● Brief: Pick out every line in the data below that contains the word "wooden", and copy each one.
[Start]
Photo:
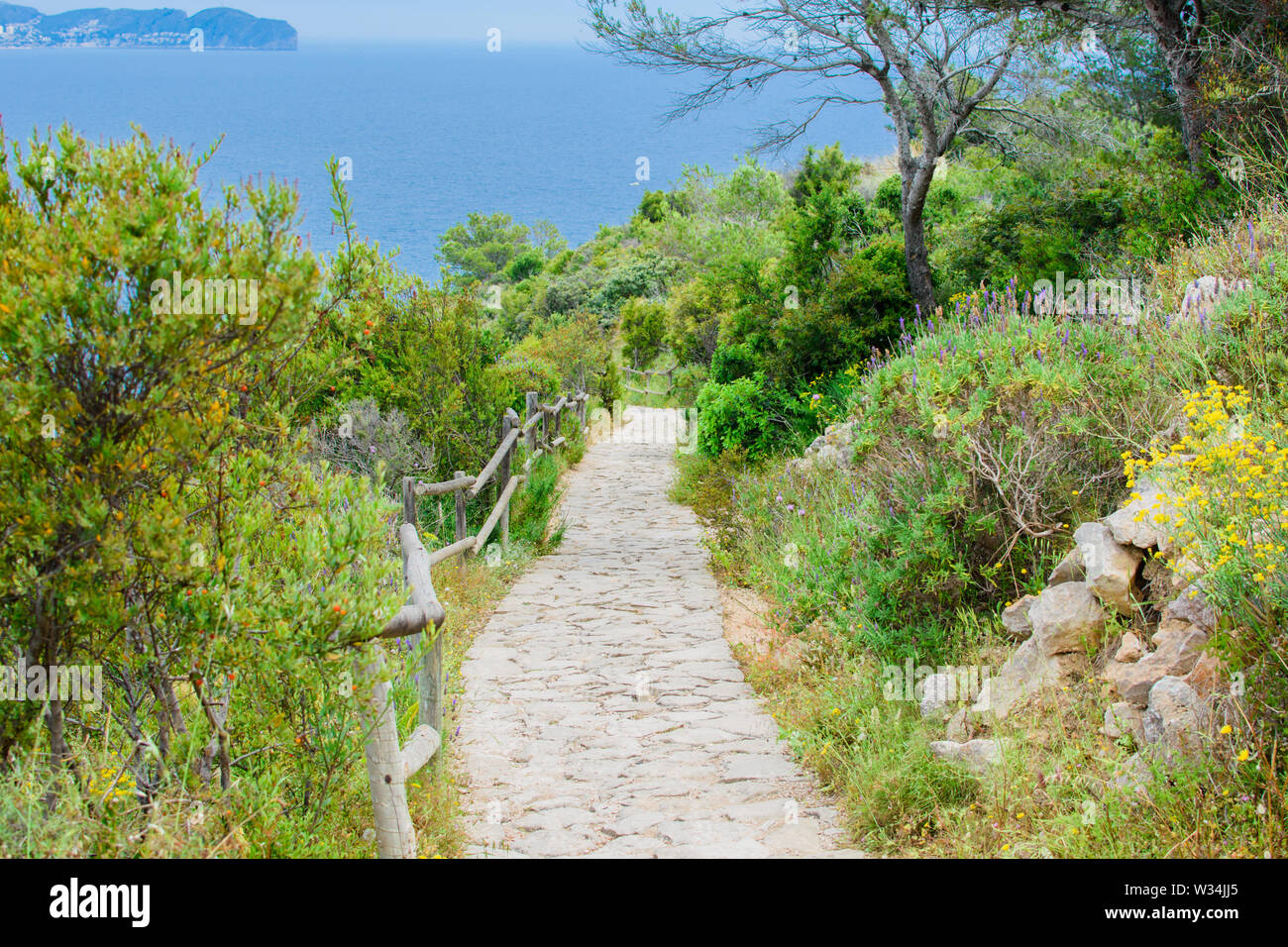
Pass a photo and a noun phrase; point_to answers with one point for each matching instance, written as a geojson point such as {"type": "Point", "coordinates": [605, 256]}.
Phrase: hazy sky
{"type": "Point", "coordinates": [519, 21]}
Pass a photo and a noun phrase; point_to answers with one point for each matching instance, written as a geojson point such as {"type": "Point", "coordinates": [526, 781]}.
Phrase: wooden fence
{"type": "Point", "coordinates": [648, 375]}
{"type": "Point", "coordinates": [389, 766]}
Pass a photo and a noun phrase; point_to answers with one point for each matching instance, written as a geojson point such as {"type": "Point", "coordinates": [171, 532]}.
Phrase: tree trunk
{"type": "Point", "coordinates": [915, 256]}
{"type": "Point", "coordinates": [386, 775]}
{"type": "Point", "coordinates": [1176, 39]}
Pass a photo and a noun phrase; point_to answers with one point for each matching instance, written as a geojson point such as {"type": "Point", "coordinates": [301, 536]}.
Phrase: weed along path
{"type": "Point", "coordinates": [604, 712]}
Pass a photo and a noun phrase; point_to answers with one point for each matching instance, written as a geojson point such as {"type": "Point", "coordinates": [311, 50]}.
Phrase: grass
{"type": "Point", "coordinates": [978, 447]}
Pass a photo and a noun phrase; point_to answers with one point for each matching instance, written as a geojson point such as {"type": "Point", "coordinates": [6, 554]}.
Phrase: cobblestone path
{"type": "Point", "coordinates": [603, 712]}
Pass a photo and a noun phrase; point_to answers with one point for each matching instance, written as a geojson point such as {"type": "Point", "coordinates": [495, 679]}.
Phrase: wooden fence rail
{"type": "Point", "coordinates": [648, 375]}
{"type": "Point", "coordinates": [389, 766]}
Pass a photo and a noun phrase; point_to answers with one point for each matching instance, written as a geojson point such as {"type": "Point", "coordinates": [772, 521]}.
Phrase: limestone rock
{"type": "Point", "coordinates": [935, 693]}
{"type": "Point", "coordinates": [1134, 775]}
{"type": "Point", "coordinates": [957, 729]}
{"type": "Point", "coordinates": [1190, 607]}
{"type": "Point", "coordinates": [1129, 650]}
{"type": "Point", "coordinates": [1177, 651]}
{"type": "Point", "coordinates": [1111, 567]}
{"type": "Point", "coordinates": [1206, 676]}
{"type": "Point", "coordinates": [1016, 618]}
{"type": "Point", "coordinates": [1070, 569]}
{"type": "Point", "coordinates": [1024, 674]}
{"type": "Point", "coordinates": [975, 755]}
{"type": "Point", "coordinates": [1124, 719]}
{"type": "Point", "coordinates": [1133, 525]}
{"type": "Point", "coordinates": [1067, 618]}
{"type": "Point", "coordinates": [1176, 718]}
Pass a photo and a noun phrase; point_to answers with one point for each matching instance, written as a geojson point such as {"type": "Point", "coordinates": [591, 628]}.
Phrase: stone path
{"type": "Point", "coordinates": [603, 712]}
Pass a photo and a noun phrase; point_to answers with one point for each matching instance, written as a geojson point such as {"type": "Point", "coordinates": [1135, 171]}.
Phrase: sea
{"type": "Point", "coordinates": [430, 133]}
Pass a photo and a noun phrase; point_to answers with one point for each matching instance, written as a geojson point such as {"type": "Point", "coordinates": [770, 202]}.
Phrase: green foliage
{"type": "Point", "coordinates": [163, 519]}
{"type": "Point", "coordinates": [482, 247]}
{"type": "Point", "coordinates": [737, 415]}
{"type": "Point", "coordinates": [643, 331]}
{"type": "Point", "coordinates": [824, 170]}
{"type": "Point", "coordinates": [643, 277]}
{"type": "Point", "coordinates": [524, 265]}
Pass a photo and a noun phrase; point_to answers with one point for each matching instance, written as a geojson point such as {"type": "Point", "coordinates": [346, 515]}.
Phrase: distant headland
{"type": "Point", "coordinates": [220, 27]}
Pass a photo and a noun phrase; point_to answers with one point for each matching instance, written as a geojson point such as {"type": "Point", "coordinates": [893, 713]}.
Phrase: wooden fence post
{"type": "Point", "coordinates": [460, 514]}
{"type": "Point", "coordinates": [529, 437]}
{"type": "Point", "coordinates": [410, 501]}
{"type": "Point", "coordinates": [386, 776]}
{"type": "Point", "coordinates": [509, 421]}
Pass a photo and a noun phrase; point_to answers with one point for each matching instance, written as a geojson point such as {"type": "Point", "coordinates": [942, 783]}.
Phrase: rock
{"type": "Point", "coordinates": [957, 729]}
{"type": "Point", "coordinates": [1067, 617]}
{"type": "Point", "coordinates": [1206, 676]}
{"type": "Point", "coordinates": [1070, 570]}
{"type": "Point", "coordinates": [1016, 618]}
{"type": "Point", "coordinates": [935, 693]}
{"type": "Point", "coordinates": [1134, 775]}
{"type": "Point", "coordinates": [1176, 718]}
{"type": "Point", "coordinates": [975, 755]}
{"type": "Point", "coordinates": [840, 434]}
{"type": "Point", "coordinates": [1177, 651]}
{"type": "Point", "coordinates": [1155, 579]}
{"type": "Point", "coordinates": [1133, 525]}
{"type": "Point", "coordinates": [1131, 650]}
{"type": "Point", "coordinates": [1024, 674]}
{"type": "Point", "coordinates": [1124, 719]}
{"type": "Point", "coordinates": [1190, 607]}
{"type": "Point", "coordinates": [1111, 567]}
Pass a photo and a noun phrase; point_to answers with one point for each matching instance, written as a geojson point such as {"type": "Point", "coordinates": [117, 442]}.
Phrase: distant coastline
{"type": "Point", "coordinates": [219, 29]}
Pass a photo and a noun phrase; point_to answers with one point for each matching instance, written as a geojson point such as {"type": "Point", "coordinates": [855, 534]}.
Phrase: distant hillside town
{"type": "Point", "coordinates": [222, 27]}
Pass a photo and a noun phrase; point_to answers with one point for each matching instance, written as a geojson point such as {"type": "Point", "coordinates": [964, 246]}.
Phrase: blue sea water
{"type": "Point", "coordinates": [434, 132]}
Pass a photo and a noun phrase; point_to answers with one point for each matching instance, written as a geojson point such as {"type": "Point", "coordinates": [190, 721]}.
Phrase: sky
{"type": "Point", "coordinates": [407, 21]}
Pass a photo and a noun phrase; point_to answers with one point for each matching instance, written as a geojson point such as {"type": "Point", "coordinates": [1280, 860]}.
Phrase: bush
{"type": "Point", "coordinates": [643, 330]}
{"type": "Point", "coordinates": [162, 521]}
{"type": "Point", "coordinates": [738, 415]}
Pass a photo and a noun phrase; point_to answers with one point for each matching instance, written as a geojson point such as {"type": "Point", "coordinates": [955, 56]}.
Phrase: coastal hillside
[End]
● Answer to the exercise:
Phrase: wooden fence
Phrase: wooden fence rail
Phrase: wooden fence post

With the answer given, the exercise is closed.